### STATED GOAL
Report each line of the listing below that contains the word "Scan". Case counts, so a line matches only if the capitalization is the same.

##########

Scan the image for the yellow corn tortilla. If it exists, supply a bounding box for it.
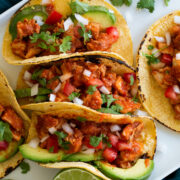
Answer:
[0,72,30,178]
[16,54,135,111]
[137,11,180,131]
[27,103,156,180]
[2,0,133,65]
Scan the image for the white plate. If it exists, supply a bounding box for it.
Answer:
[0,0,180,180]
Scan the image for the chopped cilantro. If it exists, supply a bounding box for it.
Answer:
[78,23,92,44]
[19,161,30,174]
[70,0,89,14]
[0,121,12,142]
[68,92,81,101]
[77,117,87,122]
[111,104,123,112]
[101,94,116,108]
[59,36,72,53]
[148,45,154,50]
[143,54,160,65]
[110,0,132,6]
[137,0,155,13]
[130,75,134,86]
[86,85,97,95]
[89,134,103,147]
[49,146,54,153]
[54,131,70,150]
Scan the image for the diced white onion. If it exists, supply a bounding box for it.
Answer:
[81,148,95,154]
[70,123,76,128]
[73,97,83,105]
[53,83,61,93]
[31,84,39,96]
[99,86,110,94]
[41,0,52,5]
[40,135,49,143]
[59,73,72,82]
[49,94,56,102]
[64,17,74,31]
[110,124,121,132]
[152,48,161,57]
[165,32,171,46]
[48,127,57,134]
[74,13,89,25]
[24,71,32,81]
[62,123,74,134]
[33,16,44,26]
[28,138,40,148]
[174,16,180,24]
[25,81,34,87]
[83,69,91,77]
[134,109,148,116]
[155,36,165,42]
[176,53,180,60]
[173,85,180,94]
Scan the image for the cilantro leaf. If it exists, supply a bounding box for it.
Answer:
[86,85,97,95]
[148,45,154,50]
[59,36,72,53]
[0,121,12,142]
[68,92,81,101]
[137,0,155,13]
[101,94,116,108]
[89,134,103,147]
[164,0,170,6]
[70,0,89,14]
[20,161,30,174]
[77,117,87,122]
[143,54,160,65]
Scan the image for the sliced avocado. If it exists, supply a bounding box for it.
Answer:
[9,5,48,39]
[0,138,23,162]
[83,6,116,28]
[95,159,154,180]
[65,152,103,162]
[19,144,66,163]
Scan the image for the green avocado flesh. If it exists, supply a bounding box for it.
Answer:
[95,159,154,180]
[9,5,48,39]
[65,152,103,162]
[0,138,23,162]
[19,144,66,163]
[83,8,116,28]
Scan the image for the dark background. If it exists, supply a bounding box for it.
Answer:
[0,0,180,180]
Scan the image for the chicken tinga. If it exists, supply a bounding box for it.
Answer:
[2,0,133,65]
[15,58,141,114]
[20,107,156,178]
[0,69,30,178]
[137,11,180,131]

##########

### RESPONSE TO THE EXERCISE
Scan the image for the yellow corn tortilla. If it exists, supply a bounding box for it.
Scan the image for the white plate. If it exists, supply a bounding box for it.
Scan the image for the chopped cilantro. If it exists, supply a bounding box for it.
Scan the image for the diced white onion. If it exists, supply a bounding box for it.
Scan the image for the cilantro leaf. If it exists, supply a bounding box for it.
Scan the image for the sliced avocado. If it exists, supply a bounding box for it.
Scan the image for the green avocado flesh. If it exists, supply a bounding box for it.
Scan the image for the dark background. If it exists, supply a bounding box for it.
Scan the image for the chicken tinga. If it exists, supply a bounding box for it.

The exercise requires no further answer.